Your goal
Find "target | white dresser" in the data below; transcribe the line it appears on and each line after it, exactly, to the end, and nothing else.

Record set

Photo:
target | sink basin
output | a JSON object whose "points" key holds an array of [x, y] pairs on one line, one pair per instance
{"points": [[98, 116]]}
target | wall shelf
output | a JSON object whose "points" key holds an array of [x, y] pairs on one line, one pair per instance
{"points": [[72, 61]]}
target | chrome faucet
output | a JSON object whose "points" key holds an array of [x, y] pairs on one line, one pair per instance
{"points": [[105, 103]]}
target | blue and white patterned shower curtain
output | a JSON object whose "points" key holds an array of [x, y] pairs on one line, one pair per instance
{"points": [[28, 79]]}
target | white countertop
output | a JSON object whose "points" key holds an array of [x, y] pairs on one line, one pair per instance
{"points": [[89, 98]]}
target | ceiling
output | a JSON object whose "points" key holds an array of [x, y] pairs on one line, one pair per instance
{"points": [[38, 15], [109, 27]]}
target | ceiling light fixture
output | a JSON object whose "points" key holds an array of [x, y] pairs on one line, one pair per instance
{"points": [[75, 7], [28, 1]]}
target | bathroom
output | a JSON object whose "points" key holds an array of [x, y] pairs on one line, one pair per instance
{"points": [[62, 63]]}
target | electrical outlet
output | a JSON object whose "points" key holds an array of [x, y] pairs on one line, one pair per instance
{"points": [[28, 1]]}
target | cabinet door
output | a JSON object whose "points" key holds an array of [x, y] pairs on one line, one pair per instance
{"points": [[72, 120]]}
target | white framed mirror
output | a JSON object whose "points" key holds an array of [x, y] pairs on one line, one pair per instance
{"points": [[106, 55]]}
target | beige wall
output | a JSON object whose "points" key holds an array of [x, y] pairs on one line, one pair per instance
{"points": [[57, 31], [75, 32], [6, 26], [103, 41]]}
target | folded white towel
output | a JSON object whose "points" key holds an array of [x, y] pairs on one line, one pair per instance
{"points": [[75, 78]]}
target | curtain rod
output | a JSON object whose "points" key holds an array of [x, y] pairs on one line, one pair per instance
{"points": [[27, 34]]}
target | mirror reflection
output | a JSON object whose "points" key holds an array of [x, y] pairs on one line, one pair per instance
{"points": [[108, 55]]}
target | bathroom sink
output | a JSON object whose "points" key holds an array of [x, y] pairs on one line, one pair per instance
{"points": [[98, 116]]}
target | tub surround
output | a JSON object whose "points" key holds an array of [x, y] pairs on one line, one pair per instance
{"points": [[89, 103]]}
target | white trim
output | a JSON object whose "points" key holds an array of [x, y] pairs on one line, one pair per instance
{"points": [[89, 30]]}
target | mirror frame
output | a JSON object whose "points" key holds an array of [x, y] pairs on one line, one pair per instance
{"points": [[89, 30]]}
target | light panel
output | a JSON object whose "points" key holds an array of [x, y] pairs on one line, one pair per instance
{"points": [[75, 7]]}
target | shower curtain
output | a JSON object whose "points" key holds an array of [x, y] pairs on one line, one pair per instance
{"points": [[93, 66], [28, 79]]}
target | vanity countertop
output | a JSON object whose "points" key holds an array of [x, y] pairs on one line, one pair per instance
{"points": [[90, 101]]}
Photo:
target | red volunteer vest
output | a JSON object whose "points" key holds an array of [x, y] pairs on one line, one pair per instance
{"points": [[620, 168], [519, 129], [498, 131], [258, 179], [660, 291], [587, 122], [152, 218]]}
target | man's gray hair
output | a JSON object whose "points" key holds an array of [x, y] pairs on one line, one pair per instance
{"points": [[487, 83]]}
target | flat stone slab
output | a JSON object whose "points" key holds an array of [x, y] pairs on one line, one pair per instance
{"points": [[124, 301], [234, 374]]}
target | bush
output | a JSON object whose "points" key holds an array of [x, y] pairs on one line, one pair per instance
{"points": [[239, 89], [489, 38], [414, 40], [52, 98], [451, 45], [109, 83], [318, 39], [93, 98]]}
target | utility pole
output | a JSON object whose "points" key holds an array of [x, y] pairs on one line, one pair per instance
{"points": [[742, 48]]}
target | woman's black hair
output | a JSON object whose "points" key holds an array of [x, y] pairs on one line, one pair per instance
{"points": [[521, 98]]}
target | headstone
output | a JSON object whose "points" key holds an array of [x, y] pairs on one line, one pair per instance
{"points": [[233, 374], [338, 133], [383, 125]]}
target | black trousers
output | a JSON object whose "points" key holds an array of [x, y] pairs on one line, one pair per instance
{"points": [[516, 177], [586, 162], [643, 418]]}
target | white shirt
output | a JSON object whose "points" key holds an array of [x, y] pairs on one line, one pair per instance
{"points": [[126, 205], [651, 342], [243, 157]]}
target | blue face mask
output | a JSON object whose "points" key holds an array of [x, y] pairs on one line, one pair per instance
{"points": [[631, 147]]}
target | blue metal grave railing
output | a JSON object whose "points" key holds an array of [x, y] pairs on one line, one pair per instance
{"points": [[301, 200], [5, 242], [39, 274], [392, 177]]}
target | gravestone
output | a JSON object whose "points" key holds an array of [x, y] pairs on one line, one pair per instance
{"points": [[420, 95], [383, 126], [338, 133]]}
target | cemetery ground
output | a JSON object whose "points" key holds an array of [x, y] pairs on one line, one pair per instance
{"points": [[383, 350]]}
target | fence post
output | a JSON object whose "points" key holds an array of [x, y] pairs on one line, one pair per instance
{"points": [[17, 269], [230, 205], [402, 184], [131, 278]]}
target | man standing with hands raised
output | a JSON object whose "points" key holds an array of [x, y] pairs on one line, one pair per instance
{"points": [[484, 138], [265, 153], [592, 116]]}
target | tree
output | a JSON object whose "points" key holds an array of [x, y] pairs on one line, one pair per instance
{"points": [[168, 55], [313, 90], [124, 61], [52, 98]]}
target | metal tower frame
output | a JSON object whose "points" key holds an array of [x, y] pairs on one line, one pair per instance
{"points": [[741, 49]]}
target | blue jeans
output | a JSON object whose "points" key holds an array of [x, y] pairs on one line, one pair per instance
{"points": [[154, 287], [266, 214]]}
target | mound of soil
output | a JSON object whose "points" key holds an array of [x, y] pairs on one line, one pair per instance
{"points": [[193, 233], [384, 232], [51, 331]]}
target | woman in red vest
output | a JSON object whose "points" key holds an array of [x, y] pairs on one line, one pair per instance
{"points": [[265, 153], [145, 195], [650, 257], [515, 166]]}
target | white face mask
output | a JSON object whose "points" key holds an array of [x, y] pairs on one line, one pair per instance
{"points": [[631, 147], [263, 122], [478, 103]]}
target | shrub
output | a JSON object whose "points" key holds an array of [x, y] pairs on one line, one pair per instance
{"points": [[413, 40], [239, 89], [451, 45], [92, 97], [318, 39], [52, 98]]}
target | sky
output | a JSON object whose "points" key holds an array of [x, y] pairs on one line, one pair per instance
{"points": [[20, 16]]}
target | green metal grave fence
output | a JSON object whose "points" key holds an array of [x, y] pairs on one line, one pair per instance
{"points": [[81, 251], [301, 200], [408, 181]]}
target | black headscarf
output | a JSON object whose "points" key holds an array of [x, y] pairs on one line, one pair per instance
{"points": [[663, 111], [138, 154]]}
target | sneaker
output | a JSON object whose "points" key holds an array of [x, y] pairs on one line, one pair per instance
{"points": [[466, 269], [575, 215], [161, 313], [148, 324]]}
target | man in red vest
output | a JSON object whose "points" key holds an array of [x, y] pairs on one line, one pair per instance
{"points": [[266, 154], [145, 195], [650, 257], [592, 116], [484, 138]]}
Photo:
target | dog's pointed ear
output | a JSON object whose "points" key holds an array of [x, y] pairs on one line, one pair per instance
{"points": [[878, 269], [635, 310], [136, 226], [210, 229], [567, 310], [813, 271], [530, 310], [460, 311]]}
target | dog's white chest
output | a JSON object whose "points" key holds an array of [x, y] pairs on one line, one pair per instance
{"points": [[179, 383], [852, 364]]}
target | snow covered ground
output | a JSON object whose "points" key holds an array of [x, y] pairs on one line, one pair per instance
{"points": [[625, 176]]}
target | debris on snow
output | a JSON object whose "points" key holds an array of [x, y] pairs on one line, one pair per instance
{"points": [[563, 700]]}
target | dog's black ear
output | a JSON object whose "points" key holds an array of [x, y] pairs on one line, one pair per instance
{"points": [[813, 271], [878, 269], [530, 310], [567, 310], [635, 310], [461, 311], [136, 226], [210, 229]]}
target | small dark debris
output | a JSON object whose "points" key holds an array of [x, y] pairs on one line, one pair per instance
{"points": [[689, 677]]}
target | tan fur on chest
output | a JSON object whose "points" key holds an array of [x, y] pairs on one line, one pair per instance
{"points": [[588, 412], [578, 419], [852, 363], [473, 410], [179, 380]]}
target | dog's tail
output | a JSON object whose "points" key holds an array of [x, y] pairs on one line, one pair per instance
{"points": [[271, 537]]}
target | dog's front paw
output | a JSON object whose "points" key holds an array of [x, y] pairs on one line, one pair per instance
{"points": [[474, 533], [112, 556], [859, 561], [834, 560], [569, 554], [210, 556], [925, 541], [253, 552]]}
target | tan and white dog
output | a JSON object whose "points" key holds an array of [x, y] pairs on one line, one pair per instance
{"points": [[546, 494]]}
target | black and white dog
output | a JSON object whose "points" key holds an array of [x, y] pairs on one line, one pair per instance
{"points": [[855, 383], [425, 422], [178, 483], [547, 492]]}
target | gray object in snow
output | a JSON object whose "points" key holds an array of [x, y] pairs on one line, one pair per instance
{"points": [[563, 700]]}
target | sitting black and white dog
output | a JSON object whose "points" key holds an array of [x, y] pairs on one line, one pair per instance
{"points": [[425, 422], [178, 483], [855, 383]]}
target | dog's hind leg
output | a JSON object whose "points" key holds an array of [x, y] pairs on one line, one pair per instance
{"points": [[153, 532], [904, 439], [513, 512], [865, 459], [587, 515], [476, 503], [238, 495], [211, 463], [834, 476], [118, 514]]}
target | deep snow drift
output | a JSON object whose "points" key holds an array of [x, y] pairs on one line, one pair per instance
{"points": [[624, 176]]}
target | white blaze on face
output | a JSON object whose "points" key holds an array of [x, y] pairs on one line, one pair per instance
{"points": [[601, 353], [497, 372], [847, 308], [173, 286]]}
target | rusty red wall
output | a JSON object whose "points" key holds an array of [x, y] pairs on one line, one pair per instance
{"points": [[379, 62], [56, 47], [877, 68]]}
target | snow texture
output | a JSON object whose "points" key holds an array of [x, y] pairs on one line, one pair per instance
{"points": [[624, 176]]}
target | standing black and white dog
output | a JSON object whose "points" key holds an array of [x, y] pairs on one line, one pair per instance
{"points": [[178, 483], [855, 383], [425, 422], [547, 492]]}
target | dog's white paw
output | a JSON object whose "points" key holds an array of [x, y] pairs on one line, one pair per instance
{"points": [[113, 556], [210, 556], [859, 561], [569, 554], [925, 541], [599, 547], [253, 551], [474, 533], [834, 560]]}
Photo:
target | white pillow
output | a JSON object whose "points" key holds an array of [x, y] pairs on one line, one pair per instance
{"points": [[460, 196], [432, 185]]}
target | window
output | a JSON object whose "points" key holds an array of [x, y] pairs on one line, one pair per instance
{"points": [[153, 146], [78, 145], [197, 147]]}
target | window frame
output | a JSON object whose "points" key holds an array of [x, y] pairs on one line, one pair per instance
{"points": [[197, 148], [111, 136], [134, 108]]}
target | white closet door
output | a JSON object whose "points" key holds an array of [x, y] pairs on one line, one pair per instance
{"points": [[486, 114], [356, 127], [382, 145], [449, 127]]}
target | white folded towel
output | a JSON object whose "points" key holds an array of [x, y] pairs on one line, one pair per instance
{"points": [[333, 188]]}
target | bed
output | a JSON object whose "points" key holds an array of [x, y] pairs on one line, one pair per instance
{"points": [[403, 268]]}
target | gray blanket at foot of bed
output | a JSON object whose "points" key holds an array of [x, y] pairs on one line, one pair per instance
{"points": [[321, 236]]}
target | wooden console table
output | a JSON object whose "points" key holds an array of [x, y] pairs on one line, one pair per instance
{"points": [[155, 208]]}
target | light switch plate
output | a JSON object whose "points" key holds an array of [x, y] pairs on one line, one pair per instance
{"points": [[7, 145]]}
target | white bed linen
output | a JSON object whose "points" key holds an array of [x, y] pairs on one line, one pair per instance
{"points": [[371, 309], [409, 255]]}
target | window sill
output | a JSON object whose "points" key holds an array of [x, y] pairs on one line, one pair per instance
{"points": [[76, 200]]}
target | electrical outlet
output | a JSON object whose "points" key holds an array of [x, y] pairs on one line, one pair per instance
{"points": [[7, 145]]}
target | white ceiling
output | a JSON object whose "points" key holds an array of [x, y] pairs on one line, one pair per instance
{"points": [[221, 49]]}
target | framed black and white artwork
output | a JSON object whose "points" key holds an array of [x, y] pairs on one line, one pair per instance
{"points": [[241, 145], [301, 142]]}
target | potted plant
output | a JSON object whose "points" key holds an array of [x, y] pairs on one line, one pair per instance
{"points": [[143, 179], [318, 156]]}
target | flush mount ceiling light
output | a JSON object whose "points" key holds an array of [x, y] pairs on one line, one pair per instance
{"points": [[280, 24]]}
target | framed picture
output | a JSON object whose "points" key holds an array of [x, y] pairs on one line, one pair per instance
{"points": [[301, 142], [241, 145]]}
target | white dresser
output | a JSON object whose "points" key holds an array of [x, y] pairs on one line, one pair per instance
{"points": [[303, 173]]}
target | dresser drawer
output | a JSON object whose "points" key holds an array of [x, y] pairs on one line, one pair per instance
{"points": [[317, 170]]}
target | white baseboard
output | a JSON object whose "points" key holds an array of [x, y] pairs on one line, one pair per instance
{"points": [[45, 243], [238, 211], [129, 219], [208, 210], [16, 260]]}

Solution to this task
target | white dresser
output | a JSON object whose "points" key holds an array of [x, y] pairs on one line, one pair per instance
{"points": [[303, 173]]}
target | dresser drawer
output | a JSON object whose "points" key holds an array of [x, y] pairs on one line, one pair per instance
{"points": [[317, 170]]}
target | white baseboard
output | a JSON object whose "points" key holds an array of [x, y] pairs on one line, one pair per instance
{"points": [[45, 243], [238, 211], [129, 219], [208, 210], [16, 260]]}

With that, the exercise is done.